DIRECTIONS: Copy the material word for word from the line containing "Please provide the mask of every instance of the cloud." through its last line, including both.

DATA ROWS:
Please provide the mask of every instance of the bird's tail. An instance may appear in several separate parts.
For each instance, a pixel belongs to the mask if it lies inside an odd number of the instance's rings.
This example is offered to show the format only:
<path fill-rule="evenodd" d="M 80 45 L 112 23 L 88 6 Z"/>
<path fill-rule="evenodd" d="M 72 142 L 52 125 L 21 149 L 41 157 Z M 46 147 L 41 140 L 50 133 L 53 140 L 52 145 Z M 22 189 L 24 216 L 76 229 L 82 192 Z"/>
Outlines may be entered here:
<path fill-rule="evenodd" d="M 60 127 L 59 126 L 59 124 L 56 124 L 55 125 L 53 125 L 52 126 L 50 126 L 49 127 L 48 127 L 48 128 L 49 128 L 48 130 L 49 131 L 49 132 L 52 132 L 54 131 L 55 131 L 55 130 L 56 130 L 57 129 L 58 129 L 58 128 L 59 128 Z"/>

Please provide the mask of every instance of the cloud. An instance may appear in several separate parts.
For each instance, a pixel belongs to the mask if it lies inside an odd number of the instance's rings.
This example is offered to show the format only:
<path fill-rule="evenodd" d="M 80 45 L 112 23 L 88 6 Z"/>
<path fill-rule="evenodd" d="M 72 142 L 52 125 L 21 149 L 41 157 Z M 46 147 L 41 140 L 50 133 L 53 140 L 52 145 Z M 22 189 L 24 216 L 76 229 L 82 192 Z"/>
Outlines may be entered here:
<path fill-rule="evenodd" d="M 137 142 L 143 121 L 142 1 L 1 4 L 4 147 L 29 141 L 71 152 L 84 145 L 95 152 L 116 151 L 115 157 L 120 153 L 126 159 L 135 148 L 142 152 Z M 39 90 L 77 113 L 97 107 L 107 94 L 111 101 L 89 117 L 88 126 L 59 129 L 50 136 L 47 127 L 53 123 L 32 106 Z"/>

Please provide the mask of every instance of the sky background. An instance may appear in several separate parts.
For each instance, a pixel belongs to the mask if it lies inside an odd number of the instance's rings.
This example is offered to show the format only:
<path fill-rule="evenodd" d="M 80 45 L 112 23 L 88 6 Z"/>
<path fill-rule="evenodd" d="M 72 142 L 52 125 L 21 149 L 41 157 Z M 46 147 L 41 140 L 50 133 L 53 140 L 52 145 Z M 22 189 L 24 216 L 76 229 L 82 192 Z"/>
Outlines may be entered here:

OUTPUT BELOW:
Please provide the mask of every instance of the cloud. An instance may appear in several separate parts.
For each instance, a pixel belongs to the mask if it lies inside an odd number of the instance's rings.
This example is offered to show the format only:
<path fill-rule="evenodd" d="M 80 45 L 112 23 L 88 6 Z"/>
<path fill-rule="evenodd" d="M 72 142 L 52 125 L 21 149 L 41 157 Z M 46 147 L 41 140 L 50 133 L 53 140 L 52 145 Z M 22 189 L 24 216 L 76 229 L 82 192 Z"/>
Outlines may be entered here:
<path fill-rule="evenodd" d="M 137 142 L 143 121 L 142 1 L 1 4 L 4 147 L 29 141 L 71 152 L 84 145 L 95 152 L 116 151 L 115 157 L 120 153 L 126 159 L 135 148 L 142 152 Z M 39 90 L 77 113 L 97 107 L 107 94 L 111 101 L 89 117 L 88 126 L 59 129 L 50 136 L 47 127 L 53 123 L 32 106 Z"/>

Please provide the mask of every instance of the sky background. An instance may appear in several separate parts.
For each instance, a pixel belongs to the mask if it lies inside an odd number of the instance's rings.
This example is offered to show the format only:
<path fill-rule="evenodd" d="M 80 45 L 112 23 L 88 6 Z"/>
<path fill-rule="evenodd" d="M 72 142 L 52 125 L 21 149 L 41 157 Z M 46 147 L 41 140 L 50 133 L 53 140 L 52 145 Z M 22 189 L 24 216 L 76 229 L 82 192 Z"/>
Outlines may be entered here:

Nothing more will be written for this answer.